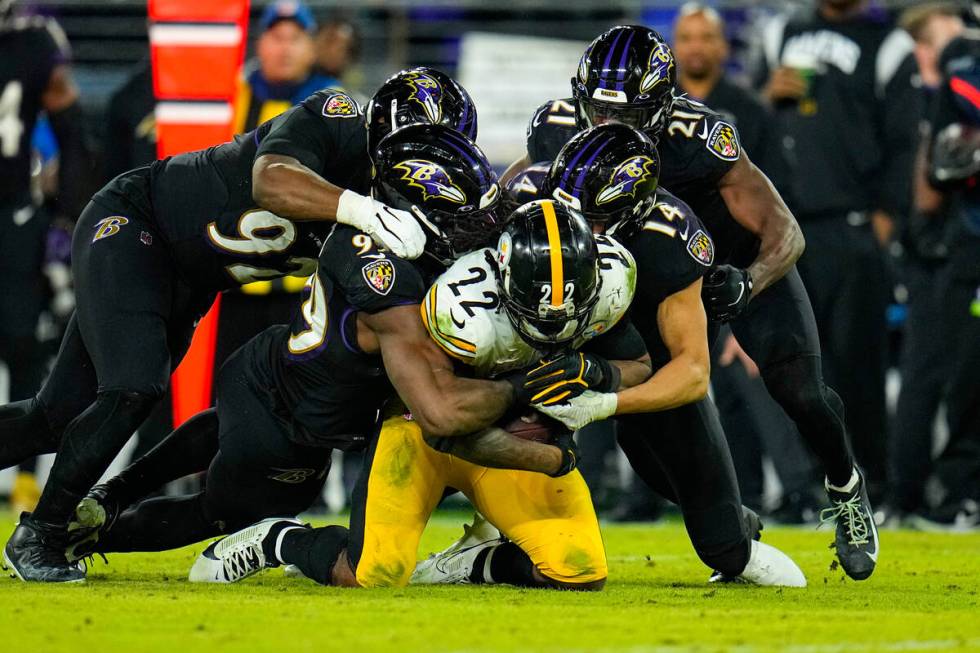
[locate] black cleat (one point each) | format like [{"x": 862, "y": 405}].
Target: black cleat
[
  {"x": 94, "y": 515},
  {"x": 36, "y": 553},
  {"x": 857, "y": 535}
]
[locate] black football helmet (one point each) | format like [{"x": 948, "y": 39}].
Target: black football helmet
[
  {"x": 419, "y": 95},
  {"x": 627, "y": 75},
  {"x": 608, "y": 173},
  {"x": 548, "y": 273},
  {"x": 525, "y": 186},
  {"x": 445, "y": 180}
]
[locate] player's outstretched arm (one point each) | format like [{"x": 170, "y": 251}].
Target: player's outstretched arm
[
  {"x": 285, "y": 186},
  {"x": 495, "y": 447},
  {"x": 443, "y": 404},
  {"x": 684, "y": 329},
  {"x": 756, "y": 205}
]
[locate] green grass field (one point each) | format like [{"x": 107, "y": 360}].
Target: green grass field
[{"x": 924, "y": 597}]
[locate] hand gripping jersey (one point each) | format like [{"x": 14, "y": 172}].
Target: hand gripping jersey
[
  {"x": 313, "y": 371},
  {"x": 698, "y": 147},
  {"x": 463, "y": 314},
  {"x": 201, "y": 202}
]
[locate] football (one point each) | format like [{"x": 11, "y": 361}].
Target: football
[{"x": 533, "y": 426}]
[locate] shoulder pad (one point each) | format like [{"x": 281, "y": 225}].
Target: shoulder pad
[
  {"x": 617, "y": 269},
  {"x": 551, "y": 126},
  {"x": 332, "y": 103},
  {"x": 691, "y": 121}
]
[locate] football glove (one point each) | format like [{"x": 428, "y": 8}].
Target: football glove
[
  {"x": 569, "y": 376},
  {"x": 583, "y": 410},
  {"x": 569, "y": 453},
  {"x": 393, "y": 229},
  {"x": 726, "y": 292}
]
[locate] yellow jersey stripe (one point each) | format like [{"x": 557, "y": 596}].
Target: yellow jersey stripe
[
  {"x": 454, "y": 346},
  {"x": 554, "y": 247}
]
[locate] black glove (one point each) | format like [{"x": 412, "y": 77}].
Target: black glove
[
  {"x": 726, "y": 292},
  {"x": 568, "y": 376},
  {"x": 569, "y": 453}
]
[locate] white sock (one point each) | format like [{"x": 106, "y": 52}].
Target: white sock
[
  {"x": 278, "y": 549},
  {"x": 851, "y": 484}
]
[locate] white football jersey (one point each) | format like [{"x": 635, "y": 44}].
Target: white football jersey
[{"x": 463, "y": 313}]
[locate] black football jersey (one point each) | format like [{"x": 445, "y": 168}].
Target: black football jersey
[
  {"x": 30, "y": 48},
  {"x": 322, "y": 382},
  {"x": 697, "y": 149},
  {"x": 672, "y": 250},
  {"x": 202, "y": 201}
]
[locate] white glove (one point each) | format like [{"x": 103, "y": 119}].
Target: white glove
[
  {"x": 397, "y": 231},
  {"x": 588, "y": 407}
]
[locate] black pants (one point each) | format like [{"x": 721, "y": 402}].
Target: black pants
[
  {"x": 132, "y": 326},
  {"x": 23, "y": 291},
  {"x": 258, "y": 472},
  {"x": 755, "y": 426},
  {"x": 958, "y": 466},
  {"x": 683, "y": 455},
  {"x": 925, "y": 369},
  {"x": 845, "y": 276}
]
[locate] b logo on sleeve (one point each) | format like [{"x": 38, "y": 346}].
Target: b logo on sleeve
[
  {"x": 340, "y": 105},
  {"x": 723, "y": 142},
  {"x": 380, "y": 275}
]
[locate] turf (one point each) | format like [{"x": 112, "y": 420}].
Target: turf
[{"x": 922, "y": 598}]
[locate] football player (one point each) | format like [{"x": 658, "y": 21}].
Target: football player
[
  {"x": 609, "y": 173},
  {"x": 295, "y": 392},
  {"x": 35, "y": 76},
  {"x": 548, "y": 285},
  {"x": 149, "y": 253},
  {"x": 627, "y": 75}
]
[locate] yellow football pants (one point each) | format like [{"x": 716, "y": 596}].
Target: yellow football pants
[{"x": 551, "y": 519}]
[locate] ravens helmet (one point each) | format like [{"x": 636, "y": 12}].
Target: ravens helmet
[
  {"x": 608, "y": 173},
  {"x": 548, "y": 273},
  {"x": 445, "y": 180},
  {"x": 419, "y": 95},
  {"x": 626, "y": 75},
  {"x": 525, "y": 186}
]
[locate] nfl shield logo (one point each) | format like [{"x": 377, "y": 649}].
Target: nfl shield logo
[{"x": 380, "y": 275}]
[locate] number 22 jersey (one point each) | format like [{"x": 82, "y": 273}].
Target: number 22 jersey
[{"x": 463, "y": 314}]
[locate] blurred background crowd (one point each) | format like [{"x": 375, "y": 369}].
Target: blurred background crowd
[{"x": 893, "y": 275}]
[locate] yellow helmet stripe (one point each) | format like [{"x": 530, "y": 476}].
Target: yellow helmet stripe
[{"x": 554, "y": 247}]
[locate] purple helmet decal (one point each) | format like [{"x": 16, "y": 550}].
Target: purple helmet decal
[
  {"x": 432, "y": 179},
  {"x": 626, "y": 177},
  {"x": 427, "y": 91}
]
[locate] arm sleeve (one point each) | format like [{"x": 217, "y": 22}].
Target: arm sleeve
[{"x": 622, "y": 343}]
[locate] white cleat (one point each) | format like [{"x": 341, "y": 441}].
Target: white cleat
[
  {"x": 292, "y": 571},
  {"x": 239, "y": 555},
  {"x": 454, "y": 565},
  {"x": 770, "y": 566}
]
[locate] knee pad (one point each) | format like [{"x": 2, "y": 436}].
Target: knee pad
[
  {"x": 797, "y": 385},
  {"x": 719, "y": 538}
]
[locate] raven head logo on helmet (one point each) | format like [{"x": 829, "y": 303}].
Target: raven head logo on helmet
[
  {"x": 432, "y": 179},
  {"x": 428, "y": 93},
  {"x": 419, "y": 96},
  {"x": 445, "y": 180},
  {"x": 626, "y": 75},
  {"x": 610, "y": 174},
  {"x": 548, "y": 274}
]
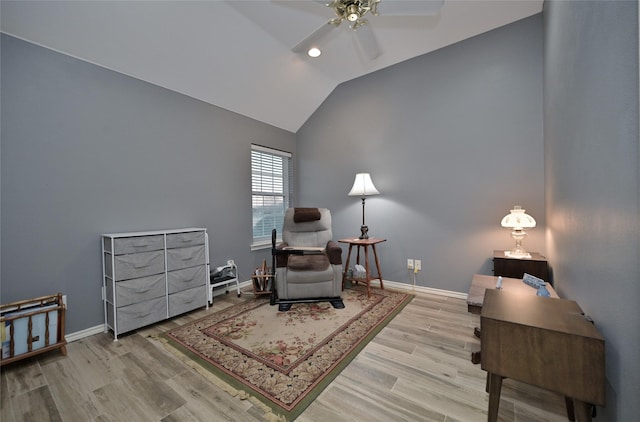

Stated exercise:
Please identify every line in the entries above that contains the word "yellow" and copy each of those lines. Case counts when matching.

The response:
[locate] yellow jersey stripe (one point each) | format like [{"x": 557, "y": 596}].
Target: yellow jersey stripe
[locate] yellow football pants (one point each) | format like [{"x": 716, "y": 596}].
Target: yellow football pants
[locate] yellow helmet stripe (one point each) | format like [{"x": 530, "y": 476}].
Target: yellow helmet stripe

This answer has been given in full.